> Problem set:
1. In the opinion excerpt, which dates can start the one-year limitation period under the quoted statute? List each of them.
2. Can you carry on the opinion excerpt about § 2244(b) and Gray-Bey's claim from its last sentence?

***** Reading text *****

In the end, the majority’s approach rests on the proposition that federal judges have discretion to depart from federal statutes for good reasons — and that judges, rather than the political branches, define which reasons are “good.” Few propositions could be more subversive of the rule of law. Pennsylvania Bureau of Correction is one among many cases denying that federal courts have any such power. The equitable-discretion approach taken in Radix (and by the Solicitor General in French) is far more circumscribed and cannot be reworked to fit § 2244(b)(3)(D). It is that courts may issue injunctions preserving the status quo unless Congress cancels that authority expressly. Although § 3626(e)(2) says that the existing injunction is automatically stayed once 30 days have run, it does not preclude judges from issuing another, identical injunction under their general equitable powers pending further litigation. That seems to me too much an evasion of § 3626(e)(2) to be sound. (Likewise, the maneuver in Triestman v. United States, 124 F.3d 361, 366-67 (2d Cir.1997), of denying the application pro forma and immediately granting rehearing in order to afford more time for decision is a transparent evasion of § 2244(b)(3)(D) because the court’s order does not reflect an actual decision as opposed to a bookkeeping entry. Galtieñ *875has the virtue of candor, and the second circuit apparently ceased using Triest-man’s approach after deciding Galtieri.)
Right or wrong, reliance on equitable discretion to preserve the status quo offers no support for my colleagues’ action today. There is no longstanding “general equitable power” to authorize applications for second or successive collateral attacks— the norm is that one is sufficient — and there is no status quo to “preserve” by equitable relief; § 2244(b) is a novelty that must be understood on its own terms. Moreover, the Solicitor General has stressed in French that equitable discretion to extend the 30-day period depends on a strong substantive claim for ongoing relief. My colleagues do not conclude that Gray-Bey has a strong claim that is likely to prevail on further consideration. His claim is weak and readily may be decided now.
His initial problem — one that does not make my colleagues’ list of four issues to be briefed — is time. Section 2255 ¶ 6 provides:
A 1-year period of limitation shall apply to a motion under this section. The limitation period shall run from the latest of—
(1) the date on which the judgment of conviction becomes final;
(2) the date on which the impediment to making a motion created by governmental action in violation of the Constitution or laws of the United States is removed, if the movant was prevented from making a motion by such governmental action;
(3) the date on which the right asserted was initially recognized by the Supreme Court, if that right has been newly recognized by the Supreme Court and made retroactively applicable to cases on collateral review; or
(4) the date on which the facts supporting the claim or claims presented could have been discovered through the exercise of due diligence.

***** Data listing *****

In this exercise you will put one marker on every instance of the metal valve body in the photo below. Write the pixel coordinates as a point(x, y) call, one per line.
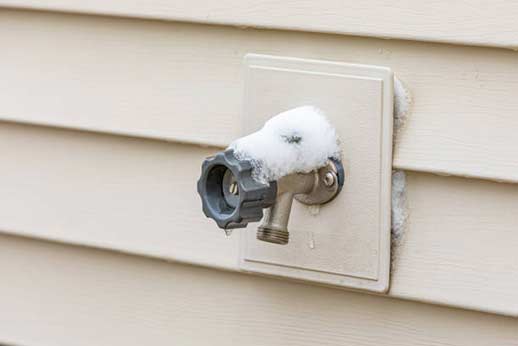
point(233, 198)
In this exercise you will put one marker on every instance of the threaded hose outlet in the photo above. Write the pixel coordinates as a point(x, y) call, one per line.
point(273, 235)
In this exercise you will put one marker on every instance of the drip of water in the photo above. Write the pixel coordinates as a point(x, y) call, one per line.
point(314, 210)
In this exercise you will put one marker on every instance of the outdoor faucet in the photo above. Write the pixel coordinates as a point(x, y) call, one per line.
point(232, 197)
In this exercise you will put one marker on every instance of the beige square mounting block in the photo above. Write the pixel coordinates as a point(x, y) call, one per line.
point(347, 241)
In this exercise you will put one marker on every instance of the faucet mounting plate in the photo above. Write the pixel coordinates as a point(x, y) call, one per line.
point(345, 242)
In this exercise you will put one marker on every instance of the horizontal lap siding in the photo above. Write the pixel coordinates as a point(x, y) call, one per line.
point(481, 22)
point(79, 296)
point(184, 82)
point(139, 196)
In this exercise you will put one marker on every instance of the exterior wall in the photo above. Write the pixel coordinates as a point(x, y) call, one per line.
point(101, 144)
point(80, 296)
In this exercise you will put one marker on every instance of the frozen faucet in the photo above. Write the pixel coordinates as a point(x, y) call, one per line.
point(287, 159)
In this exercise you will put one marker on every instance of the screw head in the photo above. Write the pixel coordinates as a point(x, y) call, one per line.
point(329, 179)
point(234, 189)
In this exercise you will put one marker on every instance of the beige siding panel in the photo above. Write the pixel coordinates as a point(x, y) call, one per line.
point(139, 196)
point(61, 295)
point(479, 22)
point(184, 82)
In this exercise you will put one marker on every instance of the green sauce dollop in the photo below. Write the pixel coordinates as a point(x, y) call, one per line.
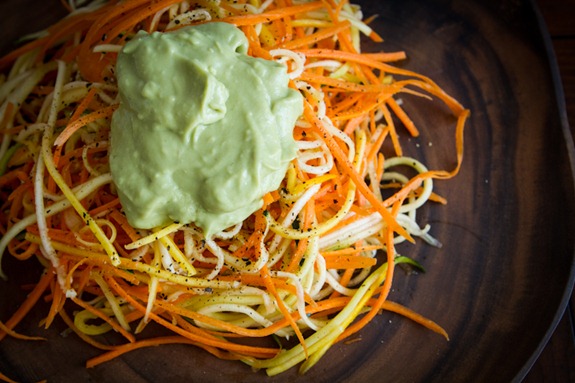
point(203, 130)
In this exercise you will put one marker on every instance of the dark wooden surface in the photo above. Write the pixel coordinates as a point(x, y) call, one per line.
point(556, 363)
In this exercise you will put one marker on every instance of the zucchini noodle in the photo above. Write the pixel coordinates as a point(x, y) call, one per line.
point(314, 264)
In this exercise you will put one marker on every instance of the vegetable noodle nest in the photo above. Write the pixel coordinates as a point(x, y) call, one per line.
point(315, 263)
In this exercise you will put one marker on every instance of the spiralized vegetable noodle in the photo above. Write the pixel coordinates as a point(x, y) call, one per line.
point(315, 263)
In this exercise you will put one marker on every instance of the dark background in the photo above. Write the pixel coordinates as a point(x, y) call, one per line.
point(557, 361)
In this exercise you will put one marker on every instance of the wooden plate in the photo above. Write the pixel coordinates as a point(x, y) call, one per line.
point(501, 280)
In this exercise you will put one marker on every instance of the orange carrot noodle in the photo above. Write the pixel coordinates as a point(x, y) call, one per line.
point(313, 261)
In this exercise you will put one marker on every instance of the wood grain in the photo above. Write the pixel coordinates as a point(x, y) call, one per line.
point(499, 279)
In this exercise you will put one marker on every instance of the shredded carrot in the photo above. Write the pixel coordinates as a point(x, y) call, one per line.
point(288, 270)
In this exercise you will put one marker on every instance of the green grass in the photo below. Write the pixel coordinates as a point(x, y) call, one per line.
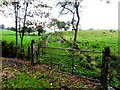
point(11, 38)
point(5, 32)
point(95, 39)
point(86, 40)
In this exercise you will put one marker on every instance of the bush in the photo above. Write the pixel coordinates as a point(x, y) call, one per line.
point(9, 50)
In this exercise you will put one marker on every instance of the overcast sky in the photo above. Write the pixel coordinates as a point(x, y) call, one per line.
point(96, 14)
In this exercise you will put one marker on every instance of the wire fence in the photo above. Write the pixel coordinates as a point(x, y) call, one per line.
point(90, 64)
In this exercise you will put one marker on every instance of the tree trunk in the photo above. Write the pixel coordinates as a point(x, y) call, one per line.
point(76, 27)
point(75, 38)
point(16, 16)
point(21, 42)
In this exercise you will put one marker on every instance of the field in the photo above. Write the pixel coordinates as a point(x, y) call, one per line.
point(87, 40)
point(9, 36)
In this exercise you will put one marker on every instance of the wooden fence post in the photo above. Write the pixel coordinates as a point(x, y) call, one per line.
point(32, 51)
point(28, 52)
point(104, 68)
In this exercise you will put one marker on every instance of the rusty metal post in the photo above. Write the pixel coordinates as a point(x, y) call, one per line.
point(104, 68)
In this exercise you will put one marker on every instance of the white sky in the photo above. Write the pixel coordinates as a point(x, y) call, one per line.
point(96, 14)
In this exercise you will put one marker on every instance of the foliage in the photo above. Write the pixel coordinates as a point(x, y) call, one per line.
point(40, 29)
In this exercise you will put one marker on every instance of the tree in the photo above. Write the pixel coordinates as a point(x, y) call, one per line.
point(61, 25)
point(40, 29)
point(53, 23)
point(26, 9)
point(29, 30)
point(73, 7)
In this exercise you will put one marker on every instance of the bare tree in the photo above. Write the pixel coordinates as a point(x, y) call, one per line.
point(73, 7)
point(25, 10)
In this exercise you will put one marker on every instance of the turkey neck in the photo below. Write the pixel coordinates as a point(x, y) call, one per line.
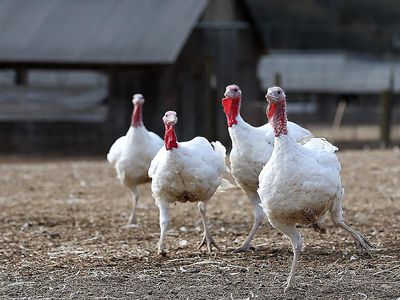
point(170, 141)
point(231, 109)
point(137, 116)
point(276, 113)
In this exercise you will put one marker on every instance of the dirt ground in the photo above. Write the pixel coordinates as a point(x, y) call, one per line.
point(63, 236)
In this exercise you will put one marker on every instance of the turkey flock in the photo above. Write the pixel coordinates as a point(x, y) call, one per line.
point(288, 175)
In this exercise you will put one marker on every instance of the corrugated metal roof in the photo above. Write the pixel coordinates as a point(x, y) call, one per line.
point(328, 73)
point(96, 31)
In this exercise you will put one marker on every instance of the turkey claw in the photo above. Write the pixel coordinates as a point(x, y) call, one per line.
point(209, 242)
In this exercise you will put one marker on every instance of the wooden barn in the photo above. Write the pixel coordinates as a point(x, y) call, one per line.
point(68, 69)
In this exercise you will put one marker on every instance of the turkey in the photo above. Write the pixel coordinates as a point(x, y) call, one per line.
point(131, 154)
point(251, 149)
point(300, 183)
point(188, 171)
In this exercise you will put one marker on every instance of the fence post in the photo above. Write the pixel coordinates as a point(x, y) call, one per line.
point(277, 79)
point(386, 110)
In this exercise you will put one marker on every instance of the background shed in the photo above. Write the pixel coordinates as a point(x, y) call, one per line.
point(69, 69)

*****

> Answers by task:
1.
- The date on which the judgment of conviction becomes final.
- The date on which an impediment to making a motion, created by governmental action in violation of the Constitution or laws of the United States, is removed, if that action prevented the movant from making a motion.
- The date on which the Supreme Court initially recognized the right asserted, if the Court has newly recognized that right and made it retroactively applicable to cases on collateral review.
- The date on which the facts supporting the claim or claims could have been discovered through the exercise of due diligence.

2.
Only subsection (3) might authorize Gray-Bey’s application in December 1999, more than six years after his conviction was affirmed (and more than three years after Congress added the one-year period of limitations to the law of collateral attack). But the “right” that Gray-Bey wants to assert “was initially recognized by the Supreme Court” on December 6, 1995, in Bailey v. United States, 516 U.S. 137, 116 S.Ct. 501, 133 L.Ed.2d 472 (1995), more than four years before Gray-Bey filed his application. Far from being unavailable to Gray-Bey until now, Bailey came in time for Gray-Bey to present it on his first collateral attack. Gray-Bey lost not because Bailey is prospective only, but because he neglected to make the argument in the district court even though certiorari had been granted in Bailey on April 17, 1995, and the issue had been percolating for years. 156 F.3d at 742-MS.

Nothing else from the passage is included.